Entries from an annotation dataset
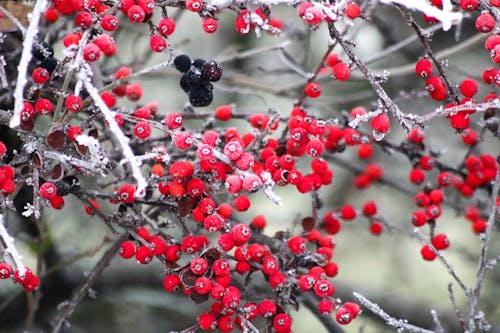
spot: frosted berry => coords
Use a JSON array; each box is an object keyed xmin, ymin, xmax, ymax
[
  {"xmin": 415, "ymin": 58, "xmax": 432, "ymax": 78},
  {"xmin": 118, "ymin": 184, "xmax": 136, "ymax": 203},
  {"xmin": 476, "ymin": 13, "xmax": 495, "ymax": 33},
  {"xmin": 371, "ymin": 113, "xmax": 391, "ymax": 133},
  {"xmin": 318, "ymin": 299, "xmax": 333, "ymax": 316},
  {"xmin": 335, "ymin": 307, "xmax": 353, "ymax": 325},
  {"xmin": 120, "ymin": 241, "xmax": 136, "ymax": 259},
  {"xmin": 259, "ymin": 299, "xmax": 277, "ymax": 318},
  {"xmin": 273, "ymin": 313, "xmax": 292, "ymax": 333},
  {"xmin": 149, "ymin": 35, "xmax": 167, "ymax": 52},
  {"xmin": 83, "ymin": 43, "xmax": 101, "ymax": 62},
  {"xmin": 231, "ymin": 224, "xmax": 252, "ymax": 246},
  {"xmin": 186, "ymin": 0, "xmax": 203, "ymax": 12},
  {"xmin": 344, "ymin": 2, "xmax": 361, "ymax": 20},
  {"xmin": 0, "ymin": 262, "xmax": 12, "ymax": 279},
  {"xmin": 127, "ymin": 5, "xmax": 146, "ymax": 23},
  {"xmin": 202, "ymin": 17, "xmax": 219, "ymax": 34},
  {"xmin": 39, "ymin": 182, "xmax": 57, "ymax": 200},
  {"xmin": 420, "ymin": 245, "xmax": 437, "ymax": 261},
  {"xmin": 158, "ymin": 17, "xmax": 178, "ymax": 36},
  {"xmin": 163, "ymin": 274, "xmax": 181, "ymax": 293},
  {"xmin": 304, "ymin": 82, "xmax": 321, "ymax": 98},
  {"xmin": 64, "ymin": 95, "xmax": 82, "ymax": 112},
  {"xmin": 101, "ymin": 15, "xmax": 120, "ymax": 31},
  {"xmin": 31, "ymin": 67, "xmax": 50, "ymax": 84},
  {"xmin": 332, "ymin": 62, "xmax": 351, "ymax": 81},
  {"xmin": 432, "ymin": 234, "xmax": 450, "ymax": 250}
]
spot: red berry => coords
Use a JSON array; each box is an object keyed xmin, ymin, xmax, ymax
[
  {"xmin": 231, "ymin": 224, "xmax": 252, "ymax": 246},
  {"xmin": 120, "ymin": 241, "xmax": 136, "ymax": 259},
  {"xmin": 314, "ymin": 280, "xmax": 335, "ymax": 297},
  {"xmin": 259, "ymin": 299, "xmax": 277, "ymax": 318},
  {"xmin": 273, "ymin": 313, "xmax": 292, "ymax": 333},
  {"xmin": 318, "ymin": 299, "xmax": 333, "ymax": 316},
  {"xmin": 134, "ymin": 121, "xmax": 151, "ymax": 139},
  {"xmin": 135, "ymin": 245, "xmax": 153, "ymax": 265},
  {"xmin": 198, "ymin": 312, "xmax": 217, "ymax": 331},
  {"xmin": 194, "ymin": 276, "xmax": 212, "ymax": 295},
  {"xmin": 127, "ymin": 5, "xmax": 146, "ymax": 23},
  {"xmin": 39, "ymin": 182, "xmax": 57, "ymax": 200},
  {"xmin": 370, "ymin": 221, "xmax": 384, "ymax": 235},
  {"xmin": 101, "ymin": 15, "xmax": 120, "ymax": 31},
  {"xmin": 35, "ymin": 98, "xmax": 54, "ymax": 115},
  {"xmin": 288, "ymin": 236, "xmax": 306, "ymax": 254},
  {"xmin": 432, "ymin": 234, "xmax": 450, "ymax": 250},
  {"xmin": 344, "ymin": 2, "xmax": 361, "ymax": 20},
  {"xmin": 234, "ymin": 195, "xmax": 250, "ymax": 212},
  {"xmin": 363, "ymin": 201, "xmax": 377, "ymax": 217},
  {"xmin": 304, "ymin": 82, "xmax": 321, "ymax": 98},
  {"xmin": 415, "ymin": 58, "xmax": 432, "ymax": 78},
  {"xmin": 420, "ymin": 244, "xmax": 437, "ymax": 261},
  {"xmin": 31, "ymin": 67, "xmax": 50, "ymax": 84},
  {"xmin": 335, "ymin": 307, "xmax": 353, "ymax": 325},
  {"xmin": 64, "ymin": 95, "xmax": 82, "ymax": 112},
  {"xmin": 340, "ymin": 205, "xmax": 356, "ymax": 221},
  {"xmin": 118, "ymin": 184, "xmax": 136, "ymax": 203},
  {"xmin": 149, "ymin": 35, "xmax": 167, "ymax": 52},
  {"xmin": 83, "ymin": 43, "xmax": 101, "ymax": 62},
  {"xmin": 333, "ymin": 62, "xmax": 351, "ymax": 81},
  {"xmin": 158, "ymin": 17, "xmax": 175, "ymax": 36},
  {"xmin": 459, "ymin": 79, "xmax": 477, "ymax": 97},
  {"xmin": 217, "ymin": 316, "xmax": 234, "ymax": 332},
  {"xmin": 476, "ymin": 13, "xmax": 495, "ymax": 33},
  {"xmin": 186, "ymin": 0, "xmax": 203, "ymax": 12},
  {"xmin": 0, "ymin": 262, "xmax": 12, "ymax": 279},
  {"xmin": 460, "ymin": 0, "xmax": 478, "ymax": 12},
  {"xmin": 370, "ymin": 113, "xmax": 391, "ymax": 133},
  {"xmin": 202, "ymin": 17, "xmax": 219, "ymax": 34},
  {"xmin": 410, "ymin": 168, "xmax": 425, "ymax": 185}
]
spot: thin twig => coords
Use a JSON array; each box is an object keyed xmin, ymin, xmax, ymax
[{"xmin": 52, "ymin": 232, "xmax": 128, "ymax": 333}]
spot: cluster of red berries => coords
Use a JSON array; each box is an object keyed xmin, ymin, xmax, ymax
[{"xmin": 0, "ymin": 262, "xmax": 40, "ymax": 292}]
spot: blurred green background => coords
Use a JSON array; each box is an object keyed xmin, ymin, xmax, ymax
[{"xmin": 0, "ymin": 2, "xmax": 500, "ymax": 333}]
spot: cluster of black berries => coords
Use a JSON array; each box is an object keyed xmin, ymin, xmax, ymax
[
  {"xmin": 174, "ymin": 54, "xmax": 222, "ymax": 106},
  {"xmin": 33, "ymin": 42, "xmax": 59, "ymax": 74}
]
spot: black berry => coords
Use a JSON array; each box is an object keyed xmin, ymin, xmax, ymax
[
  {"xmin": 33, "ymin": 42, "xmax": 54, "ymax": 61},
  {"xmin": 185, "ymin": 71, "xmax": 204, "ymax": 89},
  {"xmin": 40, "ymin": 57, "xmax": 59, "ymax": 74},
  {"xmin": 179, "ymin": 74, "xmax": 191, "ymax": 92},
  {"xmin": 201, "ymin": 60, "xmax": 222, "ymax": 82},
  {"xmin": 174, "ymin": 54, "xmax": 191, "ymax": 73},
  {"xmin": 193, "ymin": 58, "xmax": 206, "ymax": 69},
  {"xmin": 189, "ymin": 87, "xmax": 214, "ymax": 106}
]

...

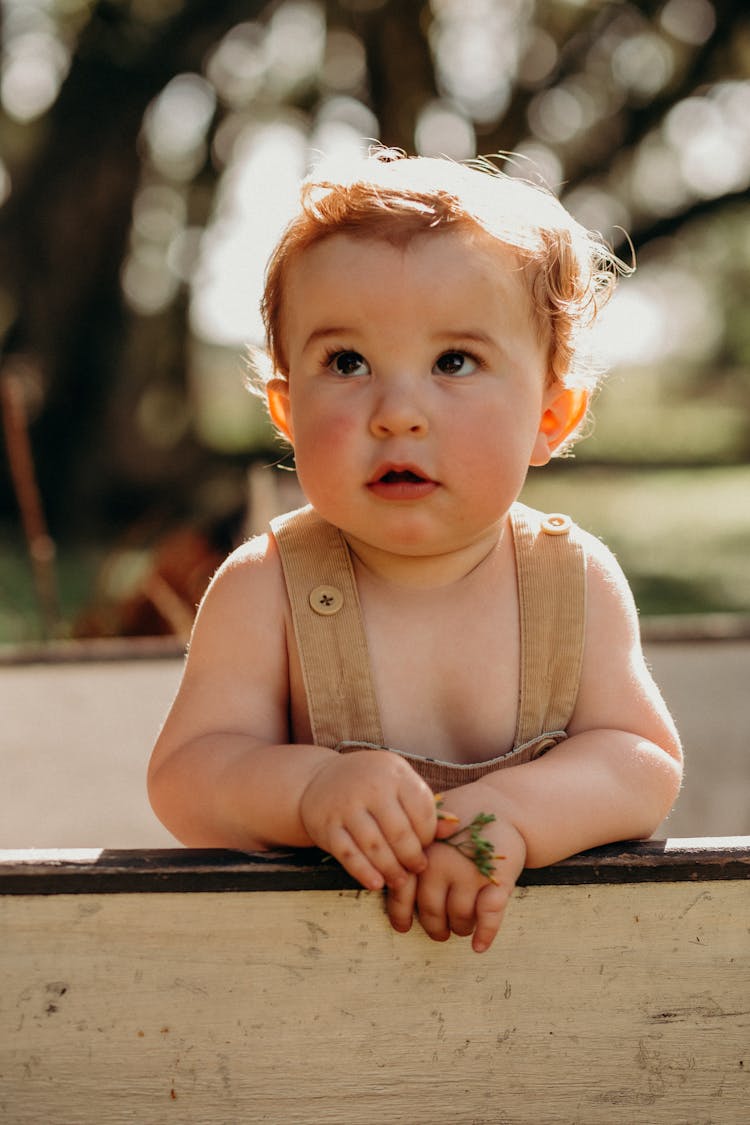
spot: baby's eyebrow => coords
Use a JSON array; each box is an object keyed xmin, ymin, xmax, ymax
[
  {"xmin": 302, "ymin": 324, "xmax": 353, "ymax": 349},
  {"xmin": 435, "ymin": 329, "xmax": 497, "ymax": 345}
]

■ **AIM OF THE EXERCISE**
List every line in the entries that contains the string "berries", matching case exactly.

■ **RESPONSE TO THE EXERCISE**
spot: cluster of red berries => coords
spot: cluster of black berries => coords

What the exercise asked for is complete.